***** Extrait choisi

Mais le film n’agresse jamais le spectateur. Sylvaine Dampierre a entrepris cette oeuvre à partir d’une interrogation personnelle et nous a livré les réponses à cette question, ébauchées par les êtres qu’elle a été amenée à approcher. Cette ouverture aux autres et cette écoute attentive, contribuent grandement à l’intérêt et à la richesse du film. En quittant la salle de projection, on se prend à penser que cette cinéaste est une femme d’au-delà des mers « byen doubout », qui sait cultiver son jardin !

La présentation du film, au cinéma « Espace Saint-Michel », le 30 avril 2009, a été suivie d’un débat entre le public, la réalisatrice, Sylvaine Dampierre, la danseuse et chorégraphe Léna Blou, le producteur, Stéphane Sansonetti et l’attaché de presse, François Vila.
Les questions ont fusé nombreuses, témoignant de l’impact du film sur la sensibilité et l’histoire personnelle des spectateurs, noirs pour la plupart, les uns Antillais, les autres Africains.

**********
***** Données à examiner

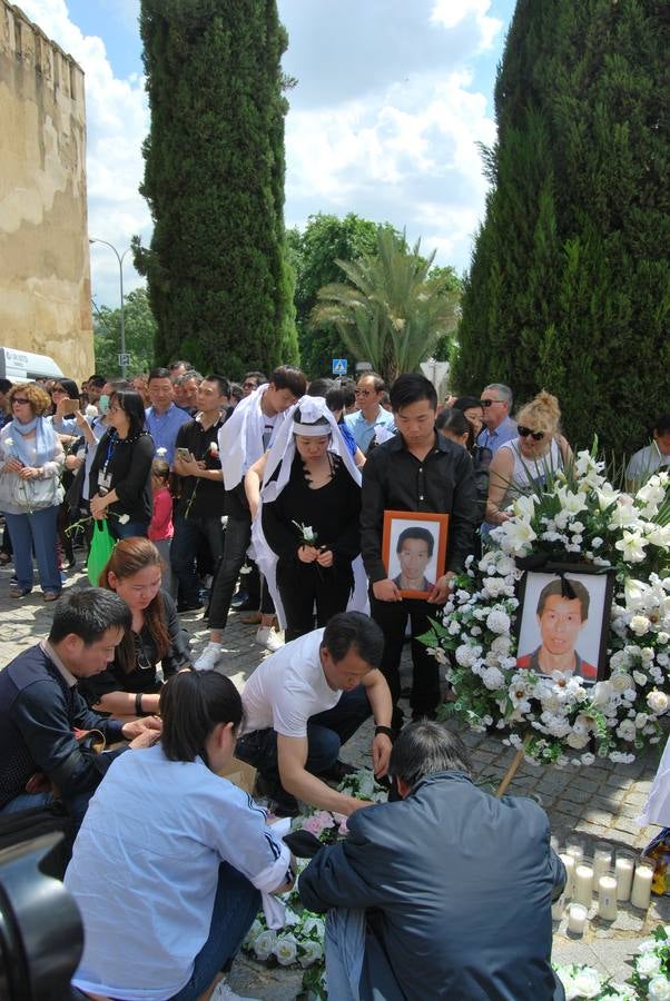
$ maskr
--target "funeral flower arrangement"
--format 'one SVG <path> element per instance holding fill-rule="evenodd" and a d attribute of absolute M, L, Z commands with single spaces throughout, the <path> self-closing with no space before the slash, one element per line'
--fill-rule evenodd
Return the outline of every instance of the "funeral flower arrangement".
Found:
<path fill-rule="evenodd" d="M 566 469 L 512 504 L 493 547 L 455 581 L 442 622 L 423 641 L 446 667 L 454 712 L 475 730 L 506 733 L 540 764 L 631 762 L 661 739 L 670 707 L 670 476 L 634 496 L 581 452 Z M 594 685 L 516 665 L 518 585 L 524 569 L 575 563 L 614 576 L 607 636 L 610 674 Z"/>

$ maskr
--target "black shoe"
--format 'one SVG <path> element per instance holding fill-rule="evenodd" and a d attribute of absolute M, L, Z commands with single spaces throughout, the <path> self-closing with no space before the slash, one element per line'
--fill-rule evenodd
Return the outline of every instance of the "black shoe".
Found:
<path fill-rule="evenodd" d="M 319 772 L 318 777 L 323 779 L 324 782 L 342 782 L 344 779 L 347 779 L 349 775 L 355 775 L 358 771 L 354 765 L 347 765 L 346 762 L 339 761 L 339 759 L 331 765 L 329 769 L 326 769 L 325 772 Z"/>
<path fill-rule="evenodd" d="M 199 612 L 203 602 L 179 602 L 177 612 Z"/>

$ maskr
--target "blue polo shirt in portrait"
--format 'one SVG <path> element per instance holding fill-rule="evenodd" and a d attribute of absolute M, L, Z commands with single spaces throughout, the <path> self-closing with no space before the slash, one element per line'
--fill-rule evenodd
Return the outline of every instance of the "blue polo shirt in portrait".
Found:
<path fill-rule="evenodd" d="M 344 418 L 344 423 L 353 434 L 356 445 L 364 455 L 367 454 L 367 449 L 375 436 L 377 427 L 385 427 L 392 433 L 395 432 L 393 414 L 385 410 L 384 407 L 380 407 L 374 420 L 366 420 L 363 416 L 363 410 L 356 410 L 355 414 L 347 414 Z"/>
<path fill-rule="evenodd" d="M 191 420 L 190 414 L 183 410 L 176 404 L 170 404 L 165 414 L 157 414 L 154 407 L 148 407 L 145 413 L 145 424 L 147 430 L 154 438 L 156 452 L 165 448 L 165 460 L 171 466 L 175 460 L 175 442 L 177 440 L 177 432 L 183 424 Z M 161 456 L 159 456 L 161 457 Z"/>

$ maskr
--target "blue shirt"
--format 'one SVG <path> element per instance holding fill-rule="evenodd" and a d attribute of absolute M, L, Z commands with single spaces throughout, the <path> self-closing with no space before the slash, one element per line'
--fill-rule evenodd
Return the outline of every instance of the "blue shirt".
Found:
<path fill-rule="evenodd" d="M 516 422 L 512 420 L 511 417 L 505 417 L 493 432 L 484 426 L 477 435 L 477 445 L 483 445 L 484 448 L 490 448 L 491 452 L 497 452 L 501 445 L 504 445 L 505 442 L 511 442 L 512 438 L 518 436 Z"/>
<path fill-rule="evenodd" d="M 366 420 L 363 416 L 363 410 L 356 410 L 355 414 L 347 414 L 344 423 L 353 434 L 356 445 L 364 454 L 367 454 L 377 427 L 386 427 L 390 432 L 395 432 L 393 414 L 385 410 L 384 407 L 380 407 L 374 420 Z"/>
<path fill-rule="evenodd" d="M 170 404 L 165 414 L 157 414 L 154 407 L 149 407 L 145 414 L 145 425 L 156 445 L 156 454 L 158 449 L 165 448 L 166 463 L 171 466 L 175 460 L 175 442 L 177 440 L 177 432 L 183 424 L 191 420 L 190 414 L 183 410 L 176 404 Z"/>

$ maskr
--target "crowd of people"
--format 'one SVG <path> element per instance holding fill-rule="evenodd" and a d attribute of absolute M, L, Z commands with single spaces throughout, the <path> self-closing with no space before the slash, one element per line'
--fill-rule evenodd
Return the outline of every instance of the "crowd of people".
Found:
<path fill-rule="evenodd" d="M 235 754 L 275 816 L 303 802 L 348 819 L 299 881 L 329 912 L 334 999 L 560 998 L 550 908 L 565 873 L 548 819 L 473 785 L 464 746 L 433 722 L 452 696 L 420 638 L 511 502 L 570 463 L 555 397 L 514 410 L 492 384 L 440 406 L 416 374 L 387 390 L 374 373 L 308 384 L 280 366 L 235 386 L 176 361 L 81 389 L 0 383 L 0 406 L 12 597 L 30 594 L 35 556 L 45 601 L 60 598 L 48 637 L 0 671 L 0 819 L 67 815 L 76 987 L 237 997 L 221 974 L 295 860 L 220 777 Z M 664 415 L 627 475 L 668 464 Z M 388 512 L 447 515 L 442 563 L 407 523 L 392 571 Z M 72 535 L 86 546 L 97 522 L 116 541 L 98 586 L 63 592 Z M 231 607 L 270 654 L 240 694 L 224 676 Z M 200 609 L 195 658 L 180 615 Z M 352 771 L 341 747 L 371 716 L 378 805 L 336 790 Z M 500 918 L 484 928 L 483 910 Z"/>

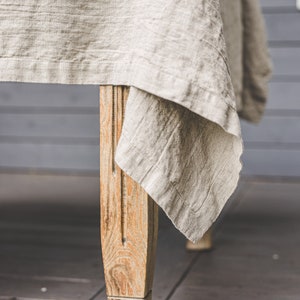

**********

Poursuivez le texte sur le film de Sylvaine Dampierre après sa dernière phrase. La liste n'a aucun lien avec le texte sur le film de Sylvaine Dampierre.

## Résultat:
« Pourquoi le pays à l’envers ? », « Pourquoi ce pourquoi ? » ont demandé les spectateurs avant de mêler leurs propres réponses à celle de la cinéaste. Puis les commentaires et les confidences ont pris le pas sur les questions. L’un rappelant le moment où il avait pris conscience qu’il était noir, l’autre sa difficulté à se saisir métis. Ou bien mulâtre. Métis ? Mulâtre ? Qui suis-je ? Cette question, à peine effleurée dans le film, a été longuement évoquée au cours du débat, comme si chacun des intervenants avaient besoin d’une définition précise pour s’identifier.
Mais c’est surtout la phrase du généalogiste : « Les Afro-Antillais ne s’aiment pas… je ne m’aime pas », qui a profondément marqué le public, incitant Sylvaine Dampierre a précisé : « Il s’agit d’une opinion exprimée par une personne donnée. D’une assertion formulée dans une circonstance donnée. Il ne faut pas lui donner une portée générale ».

Le public donnait l’impression de vouloir rester la nuit entière à discuter, ayant oublié l’heure du dernier métro ! Ce qui conduit à penser que ce film répond à un questionnement des Afro-Antillais dont le problème d’identité et d’aliénation est différent de celui des autres peuples anciennement colonisés, lesquels n’ont pas été réduits en esclavage ni déportés loin de leur terre d’origine.

M.R.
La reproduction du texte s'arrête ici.